═══ The records ═══

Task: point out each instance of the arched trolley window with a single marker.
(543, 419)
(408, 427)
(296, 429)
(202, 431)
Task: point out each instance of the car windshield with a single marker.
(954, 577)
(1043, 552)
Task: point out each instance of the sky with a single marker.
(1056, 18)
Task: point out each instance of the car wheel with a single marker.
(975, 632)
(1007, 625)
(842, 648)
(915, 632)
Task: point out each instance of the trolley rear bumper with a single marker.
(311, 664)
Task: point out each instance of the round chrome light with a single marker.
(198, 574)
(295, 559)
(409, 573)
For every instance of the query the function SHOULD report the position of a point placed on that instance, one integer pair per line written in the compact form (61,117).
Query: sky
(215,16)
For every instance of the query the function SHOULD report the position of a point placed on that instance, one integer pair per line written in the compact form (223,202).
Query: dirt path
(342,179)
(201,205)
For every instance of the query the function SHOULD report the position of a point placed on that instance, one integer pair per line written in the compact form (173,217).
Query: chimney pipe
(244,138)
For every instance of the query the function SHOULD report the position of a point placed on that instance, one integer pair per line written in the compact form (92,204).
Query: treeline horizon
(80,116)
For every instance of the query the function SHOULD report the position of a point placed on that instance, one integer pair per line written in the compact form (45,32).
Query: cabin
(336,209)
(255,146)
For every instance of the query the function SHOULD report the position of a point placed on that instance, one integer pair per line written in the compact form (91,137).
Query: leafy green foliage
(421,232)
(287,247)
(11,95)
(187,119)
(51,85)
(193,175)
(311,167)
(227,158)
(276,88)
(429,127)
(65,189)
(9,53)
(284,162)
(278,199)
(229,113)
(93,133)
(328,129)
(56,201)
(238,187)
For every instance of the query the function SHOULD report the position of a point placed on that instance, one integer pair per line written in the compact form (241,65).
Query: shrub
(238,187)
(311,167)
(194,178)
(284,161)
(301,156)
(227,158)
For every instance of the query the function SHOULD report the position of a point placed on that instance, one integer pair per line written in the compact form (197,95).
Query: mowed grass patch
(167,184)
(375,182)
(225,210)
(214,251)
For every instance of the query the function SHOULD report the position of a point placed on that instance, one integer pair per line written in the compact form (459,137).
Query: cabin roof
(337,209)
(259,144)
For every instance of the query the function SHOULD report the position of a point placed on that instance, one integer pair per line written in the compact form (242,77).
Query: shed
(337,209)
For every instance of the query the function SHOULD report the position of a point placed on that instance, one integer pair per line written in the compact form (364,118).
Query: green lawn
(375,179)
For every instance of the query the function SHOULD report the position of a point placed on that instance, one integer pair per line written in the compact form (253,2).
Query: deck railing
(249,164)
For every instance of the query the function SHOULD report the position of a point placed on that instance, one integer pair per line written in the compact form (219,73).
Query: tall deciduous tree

═══

**Description of the task:**
Every record, start to finish: reproduce it word for word.

**Written answer:**
Task: point out each instance of the arched trolley window with a single marker.
(543, 419)
(408, 427)
(296, 429)
(202, 431)
Task: point out each instance of the car windshield with a single marker.
(954, 577)
(1043, 552)
Task: point out each instance of the sky with a single marker.
(1056, 18)
Task: point out each instance of the car wheel with a single marker.
(975, 632)
(1007, 625)
(842, 648)
(915, 632)
Task: point out each instance of the trolley rear bumper with a single marker.
(311, 664)
Task: point out each instance of the round chrome light with a single marker.
(198, 574)
(295, 559)
(409, 573)
For every instance of the query the function SHOULD report the position of a point placed on that instance, one integer pair per line written in the compact form (61,117).
Query: sky
(215,16)
For every instance of the query the function SHOULD report the position of a point placed on that instance, one integer pair per line written in the compact form (223,202).
Query: dirt path
(342,179)
(201,205)
For every instance of the query the function SHOULD report the position of a point placed on that instance, one integer pair per line written in the compact form (173,217).
Query: chimney pipe
(244,138)
For every instance of the query the function SHOULD report the position of a point placed on that instance, one integer pair per line written in the compact form (92,204).
Query: treeline horizon
(80,116)
For every instance of the query the function SHOULD report the position of a point placed on that instance, one integer pair per line written in the compact form (45,32).
Query: cabin
(336,209)
(255,146)
For every instance of the query the function SHOULD report the position of a point placed on that instance, one integer pair per line written in the compact form (91,137).
Query: leafy green foliage
(421,232)
(287,247)
(11,95)
(187,119)
(51,85)
(193,175)
(311,167)
(227,158)
(276,88)
(429,127)
(65,189)
(9,53)
(284,162)
(278,199)
(229,113)
(93,133)
(328,129)
(56,201)
(238,187)
For every instance of the query the function SHOULD report the position of a point placed on that instance, one integer pair per line written in the compact form (241,65).
Query: shrub
(238,187)
(311,167)
(194,178)
(284,161)
(301,156)
(227,158)
For every instance of the query the function SHOULD report the position of a point placed on that instance, one integer pair per line written in the compact form (197,95).
Query: mowed grass patch
(167,184)
(375,182)
(225,210)
(214,251)
For every instance of the query the function SHOULD report the position of a point placed on that instance, one integer pair per line written in the compact form (459,137).
Query: cabin roof
(337,209)
(259,144)
For every instance of the query the function SHOULD report the position of a point placed on that instance, one integer pair per line written in the compact form (242,77).
Query: shed
(337,209)
For every instance of the query the function SHOULD report the position of a point placed on that instance, one integer pair per line written in the compact form (364,118).
Query: green lawn
(375,179)
For every instance of the query the function SHOULD report the position of a point placed on that instance, one integer pair per line written in the compact form (253,2).
Query: deck railing
(249,164)
For every instance of the query the function SHOULD report the position of a point placed on that instance, one integer pair per line written in the compact form (219,73).
Query: tall deciduous tree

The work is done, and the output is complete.